TASK TO COMPLETE
Update the stretch from the line containing "of every rock" through the line containing "[0,0,315,97]" by changing "snow drift" to "snowdrift". Return only those lines, with everything else left as it is.

#### EXTRACTED INFORMATION ####

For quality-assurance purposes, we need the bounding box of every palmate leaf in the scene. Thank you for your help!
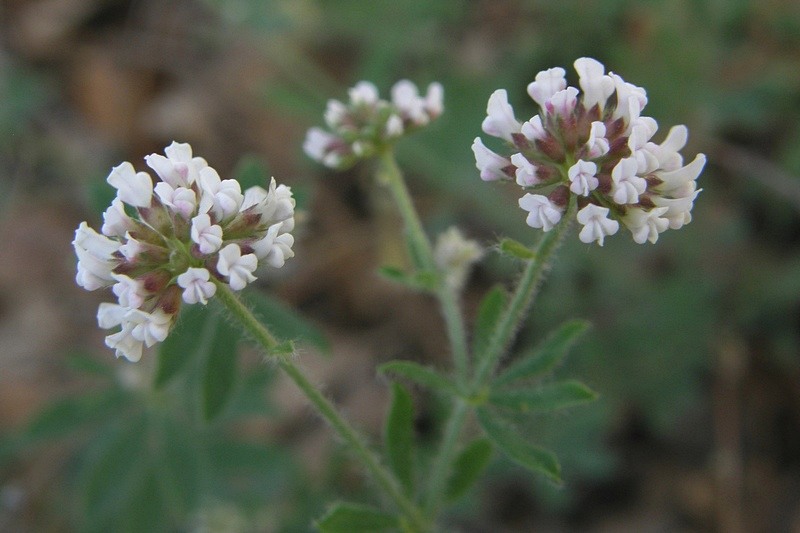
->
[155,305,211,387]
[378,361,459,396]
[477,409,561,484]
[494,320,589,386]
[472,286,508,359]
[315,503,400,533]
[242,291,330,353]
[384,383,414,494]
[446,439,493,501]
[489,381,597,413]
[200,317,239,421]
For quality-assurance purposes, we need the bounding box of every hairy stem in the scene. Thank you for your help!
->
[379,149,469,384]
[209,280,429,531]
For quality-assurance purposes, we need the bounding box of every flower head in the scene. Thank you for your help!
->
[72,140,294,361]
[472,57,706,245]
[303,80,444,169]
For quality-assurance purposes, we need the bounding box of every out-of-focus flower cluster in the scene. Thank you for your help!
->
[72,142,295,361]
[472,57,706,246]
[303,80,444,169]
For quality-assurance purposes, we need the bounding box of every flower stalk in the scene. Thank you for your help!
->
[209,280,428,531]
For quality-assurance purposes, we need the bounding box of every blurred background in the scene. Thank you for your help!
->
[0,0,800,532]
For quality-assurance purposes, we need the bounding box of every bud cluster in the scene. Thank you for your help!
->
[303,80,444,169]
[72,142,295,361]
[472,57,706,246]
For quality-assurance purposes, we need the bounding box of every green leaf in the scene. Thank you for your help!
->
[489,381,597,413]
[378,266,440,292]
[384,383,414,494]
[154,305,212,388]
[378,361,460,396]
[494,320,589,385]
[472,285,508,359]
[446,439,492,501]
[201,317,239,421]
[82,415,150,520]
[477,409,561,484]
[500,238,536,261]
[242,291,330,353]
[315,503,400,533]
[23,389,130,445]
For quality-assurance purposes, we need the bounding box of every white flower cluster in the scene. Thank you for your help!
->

####
#### EXTRACTED INFORMATION ####

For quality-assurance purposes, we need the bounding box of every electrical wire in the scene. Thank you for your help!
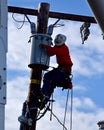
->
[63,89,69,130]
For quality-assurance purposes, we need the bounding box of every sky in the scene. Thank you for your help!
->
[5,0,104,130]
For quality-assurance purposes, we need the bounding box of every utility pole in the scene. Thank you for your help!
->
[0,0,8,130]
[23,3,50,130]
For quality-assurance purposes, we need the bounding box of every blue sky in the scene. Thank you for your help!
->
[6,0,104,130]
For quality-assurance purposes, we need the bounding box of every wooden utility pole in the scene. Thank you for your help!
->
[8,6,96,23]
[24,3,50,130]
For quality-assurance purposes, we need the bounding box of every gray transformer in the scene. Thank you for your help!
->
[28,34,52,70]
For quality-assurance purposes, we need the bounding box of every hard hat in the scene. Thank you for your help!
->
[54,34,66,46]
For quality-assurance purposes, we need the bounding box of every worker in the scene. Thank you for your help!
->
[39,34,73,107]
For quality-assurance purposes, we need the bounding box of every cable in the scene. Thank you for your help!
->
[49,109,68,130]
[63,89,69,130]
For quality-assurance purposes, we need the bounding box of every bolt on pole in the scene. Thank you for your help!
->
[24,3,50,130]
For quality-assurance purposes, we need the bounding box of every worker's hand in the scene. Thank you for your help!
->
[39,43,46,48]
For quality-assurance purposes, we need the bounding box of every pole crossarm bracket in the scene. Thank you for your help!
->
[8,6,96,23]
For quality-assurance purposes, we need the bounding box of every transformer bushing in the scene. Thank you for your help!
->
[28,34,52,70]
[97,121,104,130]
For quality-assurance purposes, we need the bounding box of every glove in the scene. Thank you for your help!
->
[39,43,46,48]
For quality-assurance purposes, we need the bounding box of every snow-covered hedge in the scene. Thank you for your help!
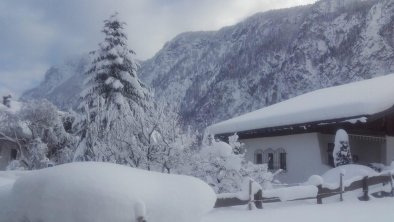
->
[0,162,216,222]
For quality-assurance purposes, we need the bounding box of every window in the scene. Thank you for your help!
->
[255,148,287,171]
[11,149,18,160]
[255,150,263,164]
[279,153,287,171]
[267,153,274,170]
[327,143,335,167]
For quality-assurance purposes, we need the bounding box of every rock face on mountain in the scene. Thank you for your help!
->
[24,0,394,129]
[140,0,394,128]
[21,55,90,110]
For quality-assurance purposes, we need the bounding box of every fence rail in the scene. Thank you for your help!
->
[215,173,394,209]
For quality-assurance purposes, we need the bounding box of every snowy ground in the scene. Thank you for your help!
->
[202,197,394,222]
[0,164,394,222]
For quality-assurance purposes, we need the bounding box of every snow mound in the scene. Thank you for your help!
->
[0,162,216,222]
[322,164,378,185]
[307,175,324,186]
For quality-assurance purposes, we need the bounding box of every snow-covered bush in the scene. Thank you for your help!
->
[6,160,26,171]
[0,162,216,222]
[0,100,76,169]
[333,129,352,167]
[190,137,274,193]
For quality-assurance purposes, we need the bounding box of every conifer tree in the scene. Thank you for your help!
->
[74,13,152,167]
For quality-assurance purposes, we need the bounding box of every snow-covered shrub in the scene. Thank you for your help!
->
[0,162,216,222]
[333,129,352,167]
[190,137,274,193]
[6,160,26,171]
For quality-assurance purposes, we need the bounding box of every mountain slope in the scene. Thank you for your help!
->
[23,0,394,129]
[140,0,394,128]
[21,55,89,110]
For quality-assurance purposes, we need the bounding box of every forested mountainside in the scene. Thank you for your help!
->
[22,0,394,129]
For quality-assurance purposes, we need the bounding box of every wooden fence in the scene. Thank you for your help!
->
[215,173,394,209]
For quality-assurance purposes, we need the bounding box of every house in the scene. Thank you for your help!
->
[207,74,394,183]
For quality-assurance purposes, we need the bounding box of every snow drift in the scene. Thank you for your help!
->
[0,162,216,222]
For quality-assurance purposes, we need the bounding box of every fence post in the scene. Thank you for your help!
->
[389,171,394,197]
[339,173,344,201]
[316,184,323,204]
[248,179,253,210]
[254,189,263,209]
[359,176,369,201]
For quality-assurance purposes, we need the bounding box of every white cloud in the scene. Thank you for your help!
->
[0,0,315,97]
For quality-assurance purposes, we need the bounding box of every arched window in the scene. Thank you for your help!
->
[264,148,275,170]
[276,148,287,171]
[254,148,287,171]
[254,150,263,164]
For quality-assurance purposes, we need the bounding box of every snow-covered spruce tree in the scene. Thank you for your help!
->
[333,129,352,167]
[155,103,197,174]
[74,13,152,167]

####

RESPONSE TO THE EXERCISE
For quality-assurance purposes, we need the bounding box of every rock face on mountain in the scene. Thank you for your help!
->
[24,0,394,129]
[140,0,394,128]
[21,55,90,110]
For quality-assurance purposes, we need the bounding box of every fence rail in the scene. Thank you for your help!
->
[215,173,394,209]
For quality-assurance purposes, we need the bounding box of every snowy ground in the scene. Thank you for your help!
->
[202,197,394,222]
[0,164,394,222]
For quality-assurance purposes, we need the bounding box of every snow mound in the scene. Thank you for your help!
->
[0,162,216,222]
[322,164,378,185]
[307,175,324,186]
For quality-assurance purposes, we need the bounding box of every snow-covered bush in the scene. Thank you for your help!
->
[6,160,26,171]
[0,162,216,222]
[0,100,76,169]
[333,129,352,167]
[190,137,274,193]
For quality-assurance purposes, we need the bounding box of every conifer tree in the scene. Thank you for your help!
->
[74,13,152,167]
For quality-assurance purposes, we need the bounding box of every snow-covered shrub in the scene. Thank you for your help!
->
[0,162,216,222]
[333,129,352,167]
[190,137,274,193]
[6,160,26,171]
For quality-assurance purposes, we need the bounding box of every mountain slope in the scene. Thank you for your help!
->
[23,0,394,129]
[140,0,394,128]
[21,55,89,110]
For quality-assurance purposes, we need the bounding box of every forested mountainside in the scene. Thank you for your help!
->
[22,0,394,129]
For quality-assurance purposes, we need the bounding box of every wooden fence in the scene. Thank you for your help!
->
[215,173,394,209]
For quality-assurance purposes, we need the bounding box of every house in the scene. Thank you for your help!
->
[207,74,394,183]
For quality-assurance purposes, we need the bounding box of every snowdrift in the scene. Thank you for your help!
->
[0,162,216,222]
For quality-assurance purposes, we need the bounding box of every fence post in the scene. Thank you for your help!
->
[389,171,394,197]
[339,173,344,201]
[316,184,323,204]
[248,179,253,210]
[254,189,263,209]
[359,176,369,201]
For quality-assurance purposes, we need the bounding box of every white cloud in the scene. Thank you for your help!
->
[0,0,315,97]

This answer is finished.